**課題の目的 1**
中途採用に関する文章にある一文「私自身が勉強になりましたし、おすすめの一冊です。」を英語に訳してください。

**引用テキスト**

——————

2021.4.7 07:14/ Jun
わずか10年前くらい前まで、我が国では「中途採用者の組織適応・活躍に関する研究」は、非常に数が限定的でした。
新卒一括採用・長期雇用が前提とされてきた我が国では、「転石、苔を生ぜず」という言葉に代表されるように、中途採用者はどちらかというと「異端」であり「例外」。
そもそも、それほど数が多くなかった中途採用者を、いかに組織適応させるか、など、テーマとして、それほどニーズがない。ゆえに、中途採用者・転職者をターゲットをしぼった組織研究があまり生産されることがなかったのかもしれません。
最近、尾形真実哉先生(甲南大学教授)が上梓なさった「中途採用人材を活かすマネジメント」を読みました。「中途採用者の組織適応」を長年にわたり研究なさってきた著者が、その研究をまとめた書籍です。
一読して、この本は、おそらく、長いあいだ、多くの人々に読み継がれる、この分野の定番書になるのではないか、という感想を持ちました。私自身が勉強になりましたし、おすすめの一冊です。

——————

データセットからの抜粋
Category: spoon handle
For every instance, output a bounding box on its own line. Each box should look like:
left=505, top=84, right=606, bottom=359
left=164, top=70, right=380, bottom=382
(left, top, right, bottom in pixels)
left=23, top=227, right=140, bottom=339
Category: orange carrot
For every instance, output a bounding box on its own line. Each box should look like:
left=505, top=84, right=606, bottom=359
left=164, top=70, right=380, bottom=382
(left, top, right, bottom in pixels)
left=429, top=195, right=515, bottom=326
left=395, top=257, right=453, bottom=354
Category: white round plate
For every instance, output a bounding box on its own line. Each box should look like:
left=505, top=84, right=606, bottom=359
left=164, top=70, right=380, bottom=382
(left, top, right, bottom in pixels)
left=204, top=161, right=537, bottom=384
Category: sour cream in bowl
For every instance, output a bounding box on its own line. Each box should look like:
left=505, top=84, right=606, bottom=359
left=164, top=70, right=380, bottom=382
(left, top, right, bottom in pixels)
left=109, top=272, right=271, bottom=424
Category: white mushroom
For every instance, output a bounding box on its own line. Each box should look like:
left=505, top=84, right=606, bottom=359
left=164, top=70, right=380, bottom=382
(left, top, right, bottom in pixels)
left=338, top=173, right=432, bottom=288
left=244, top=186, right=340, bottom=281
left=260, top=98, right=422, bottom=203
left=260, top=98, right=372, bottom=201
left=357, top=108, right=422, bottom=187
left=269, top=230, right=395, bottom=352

——————

**課題の目的 2**
レコードのうち「Category: orange carrot」を含む行から始め、「left=109, top=272, right=271, bottom=424」を含む行までを、「番号」と「行」の二列からなるMarkdownの表に書き直してください。空行は除き、この範囲の行だけを載せてください。

**正しい出力 1**
I learned a great deal from it myself, and it is a book I recommend.

**正しい出力 2**
| 番号 | 行 |
|---|---|
| 1 | Category: orange carrot |
| 2 | For every instance, output a bounding box on its own line. Each box should look like: |
| 3 | left=505, top=84, right=606, bottom=359 |
| 4 | left=164, top=70, right=380, bottom=382 |
| 5 | (left, top, right, bottom in pixels) |
| 6 | left=429, top=195, right=515, bottom=326 |
| 7 | left=395, top=257, right=453, bottom=354 |
| 8 | Category: white round plate |
| 9 | For every instance, output a bounding box on its own line. Each box should look like: |
| 10 | left=505, top=84, right=606, bottom=359 |
| 11 | left=164, top=70, right=380, bottom=382 |
| 12 | (left, top, right, bottom in pixels) |
| 13 | left=204, top=161, right=537, bottom=384 |
| 14 | Category: sour cream in bowl |
| 15 | For every instance, output a bounding box on its own line. Each box should look like: |
| 16 | left=505, top=84, right=606, bottom=359 |
| 17 | left=164, top=70, right=380, bottom=382 |
| 18 | (left, top, right, bottom in pixels) |
| 19 | left=109, top=272, right=271, bottom=424 |